*** Opening DATASET RECORDS ***

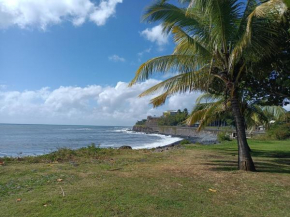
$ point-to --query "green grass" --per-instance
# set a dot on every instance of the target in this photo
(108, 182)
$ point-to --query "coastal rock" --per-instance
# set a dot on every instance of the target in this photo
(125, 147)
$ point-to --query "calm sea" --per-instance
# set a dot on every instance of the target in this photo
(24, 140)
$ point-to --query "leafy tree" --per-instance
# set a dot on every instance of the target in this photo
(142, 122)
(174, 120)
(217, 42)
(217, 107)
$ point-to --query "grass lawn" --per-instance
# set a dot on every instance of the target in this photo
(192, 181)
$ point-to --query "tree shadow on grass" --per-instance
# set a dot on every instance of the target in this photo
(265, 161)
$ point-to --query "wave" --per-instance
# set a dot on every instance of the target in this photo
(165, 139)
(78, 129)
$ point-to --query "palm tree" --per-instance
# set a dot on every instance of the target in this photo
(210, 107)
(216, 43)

*** Closing DATASET RECORDS ***

Copy out the data exactly and keep the pictures out.

*REPLY*.
$ point-to --query "green grass" --per-instance
# set a dot on every instance of the target in this photo
(108, 182)
$ point-to --query "coastal rock" --per-instance
# set a dot on every instance of the target in this photo
(125, 147)
$ point-to --query "calm sea" --per-instance
# set a dot on every instance of the target in this photo
(24, 140)
$ point-to --query "leafy tree" --per-instance
# set a dot on every instance of the target in this photo
(142, 122)
(174, 120)
(217, 42)
(217, 107)
$ point-to --query "grass lawn" --per-instance
# set a dot on every instance of the target in this photo
(192, 181)
$ point-to --query "tree shadow on grass" --per-instance
# set a dot on every instance of the target in this photo
(265, 161)
$ point-to --query "wave" --per-instance
# set a dot on every instance of the target in this photo
(165, 139)
(78, 129)
$ point-to --query "palm tree" --per-instance
# set a dot on every instance of the target in this photo
(210, 107)
(216, 43)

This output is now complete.